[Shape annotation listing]

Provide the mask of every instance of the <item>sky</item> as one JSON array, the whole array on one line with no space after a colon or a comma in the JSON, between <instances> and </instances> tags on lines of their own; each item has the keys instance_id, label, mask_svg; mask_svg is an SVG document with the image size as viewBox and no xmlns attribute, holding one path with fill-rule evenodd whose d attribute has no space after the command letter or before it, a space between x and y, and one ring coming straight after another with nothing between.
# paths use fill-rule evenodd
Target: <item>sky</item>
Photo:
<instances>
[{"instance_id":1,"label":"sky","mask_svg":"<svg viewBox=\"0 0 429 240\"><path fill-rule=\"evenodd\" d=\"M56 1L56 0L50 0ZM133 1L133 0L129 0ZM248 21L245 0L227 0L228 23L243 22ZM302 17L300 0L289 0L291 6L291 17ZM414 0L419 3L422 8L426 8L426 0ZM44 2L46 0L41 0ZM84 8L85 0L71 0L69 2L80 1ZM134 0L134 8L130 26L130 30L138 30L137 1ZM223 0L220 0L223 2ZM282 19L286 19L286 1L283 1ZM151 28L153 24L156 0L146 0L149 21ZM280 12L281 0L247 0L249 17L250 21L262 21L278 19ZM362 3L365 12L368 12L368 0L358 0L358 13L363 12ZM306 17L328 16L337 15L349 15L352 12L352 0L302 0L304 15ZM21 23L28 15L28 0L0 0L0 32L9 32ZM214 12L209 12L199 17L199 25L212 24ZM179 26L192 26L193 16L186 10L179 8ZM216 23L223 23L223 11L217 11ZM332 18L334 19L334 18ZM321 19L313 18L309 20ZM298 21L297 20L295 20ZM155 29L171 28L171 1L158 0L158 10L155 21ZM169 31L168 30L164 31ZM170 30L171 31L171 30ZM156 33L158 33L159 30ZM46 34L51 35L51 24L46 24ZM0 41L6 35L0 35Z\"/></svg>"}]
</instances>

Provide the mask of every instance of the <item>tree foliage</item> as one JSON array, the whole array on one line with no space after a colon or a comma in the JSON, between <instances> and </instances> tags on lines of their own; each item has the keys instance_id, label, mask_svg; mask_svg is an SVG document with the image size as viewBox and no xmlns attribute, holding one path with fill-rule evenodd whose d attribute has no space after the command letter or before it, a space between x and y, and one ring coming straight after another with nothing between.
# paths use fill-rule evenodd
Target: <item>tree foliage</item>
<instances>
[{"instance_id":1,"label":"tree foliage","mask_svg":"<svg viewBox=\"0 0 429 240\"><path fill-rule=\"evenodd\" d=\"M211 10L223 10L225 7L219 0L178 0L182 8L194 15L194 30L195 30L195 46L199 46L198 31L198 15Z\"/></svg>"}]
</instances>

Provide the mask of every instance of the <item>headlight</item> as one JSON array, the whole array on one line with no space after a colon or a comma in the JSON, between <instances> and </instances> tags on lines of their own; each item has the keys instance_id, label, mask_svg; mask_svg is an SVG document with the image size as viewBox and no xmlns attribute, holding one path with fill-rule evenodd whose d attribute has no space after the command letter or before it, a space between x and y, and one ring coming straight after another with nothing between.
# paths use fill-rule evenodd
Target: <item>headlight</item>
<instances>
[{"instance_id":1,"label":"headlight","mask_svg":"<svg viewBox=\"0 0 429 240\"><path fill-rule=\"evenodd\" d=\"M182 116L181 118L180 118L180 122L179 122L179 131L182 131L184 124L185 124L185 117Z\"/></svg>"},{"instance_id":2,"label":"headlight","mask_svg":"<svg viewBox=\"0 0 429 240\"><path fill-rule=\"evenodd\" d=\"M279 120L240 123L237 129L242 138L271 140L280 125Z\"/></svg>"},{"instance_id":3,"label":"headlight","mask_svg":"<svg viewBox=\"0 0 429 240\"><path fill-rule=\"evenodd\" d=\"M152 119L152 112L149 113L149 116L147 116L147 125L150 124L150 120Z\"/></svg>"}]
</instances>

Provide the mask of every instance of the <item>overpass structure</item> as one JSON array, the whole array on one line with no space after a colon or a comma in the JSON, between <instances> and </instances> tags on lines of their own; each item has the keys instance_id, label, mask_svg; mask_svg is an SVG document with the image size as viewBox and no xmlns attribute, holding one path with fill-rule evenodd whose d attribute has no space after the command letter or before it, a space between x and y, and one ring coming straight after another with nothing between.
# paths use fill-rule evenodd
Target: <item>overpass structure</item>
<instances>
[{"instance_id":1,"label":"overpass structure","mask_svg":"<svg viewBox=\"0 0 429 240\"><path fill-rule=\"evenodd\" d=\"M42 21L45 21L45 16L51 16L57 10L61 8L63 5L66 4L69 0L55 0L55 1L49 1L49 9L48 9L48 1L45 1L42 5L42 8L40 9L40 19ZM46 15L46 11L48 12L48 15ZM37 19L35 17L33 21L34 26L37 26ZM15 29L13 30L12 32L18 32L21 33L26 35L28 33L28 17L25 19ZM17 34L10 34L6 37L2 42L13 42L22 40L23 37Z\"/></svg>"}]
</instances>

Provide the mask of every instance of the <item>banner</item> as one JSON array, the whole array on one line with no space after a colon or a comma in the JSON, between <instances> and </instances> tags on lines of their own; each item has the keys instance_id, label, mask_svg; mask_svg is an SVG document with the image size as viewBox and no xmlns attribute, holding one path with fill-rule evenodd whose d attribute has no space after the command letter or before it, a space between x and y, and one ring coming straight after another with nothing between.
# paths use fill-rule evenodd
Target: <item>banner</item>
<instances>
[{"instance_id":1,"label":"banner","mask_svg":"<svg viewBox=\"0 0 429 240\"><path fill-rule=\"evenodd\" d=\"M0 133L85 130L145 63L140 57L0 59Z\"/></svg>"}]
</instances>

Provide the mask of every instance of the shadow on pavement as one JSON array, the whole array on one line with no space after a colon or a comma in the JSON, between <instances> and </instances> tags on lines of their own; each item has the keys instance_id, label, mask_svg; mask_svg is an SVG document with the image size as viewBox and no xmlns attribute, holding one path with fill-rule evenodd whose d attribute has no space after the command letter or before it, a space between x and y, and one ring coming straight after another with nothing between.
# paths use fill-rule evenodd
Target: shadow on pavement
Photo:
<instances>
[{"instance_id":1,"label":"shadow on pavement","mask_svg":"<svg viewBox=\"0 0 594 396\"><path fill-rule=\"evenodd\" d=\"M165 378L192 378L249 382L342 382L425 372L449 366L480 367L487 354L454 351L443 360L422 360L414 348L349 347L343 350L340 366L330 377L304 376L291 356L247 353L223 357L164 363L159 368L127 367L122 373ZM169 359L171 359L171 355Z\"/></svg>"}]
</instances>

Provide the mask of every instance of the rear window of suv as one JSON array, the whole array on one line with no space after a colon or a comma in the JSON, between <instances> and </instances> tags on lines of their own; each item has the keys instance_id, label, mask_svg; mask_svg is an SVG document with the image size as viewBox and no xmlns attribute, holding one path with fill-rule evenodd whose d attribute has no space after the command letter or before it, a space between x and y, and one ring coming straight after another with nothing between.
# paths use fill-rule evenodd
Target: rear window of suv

Task directions
Which lines of the listing contain the string "Target"? Pull out each of them in full.

Result for this exercise
Target: <item>sky</item>
Target: <item>tree foliage</item>
Target: <item>headlight</item>
Target: <item>overpass structure</item>
Target: <item>banner</item>
Target: shadow on pavement
Target: rear window of suv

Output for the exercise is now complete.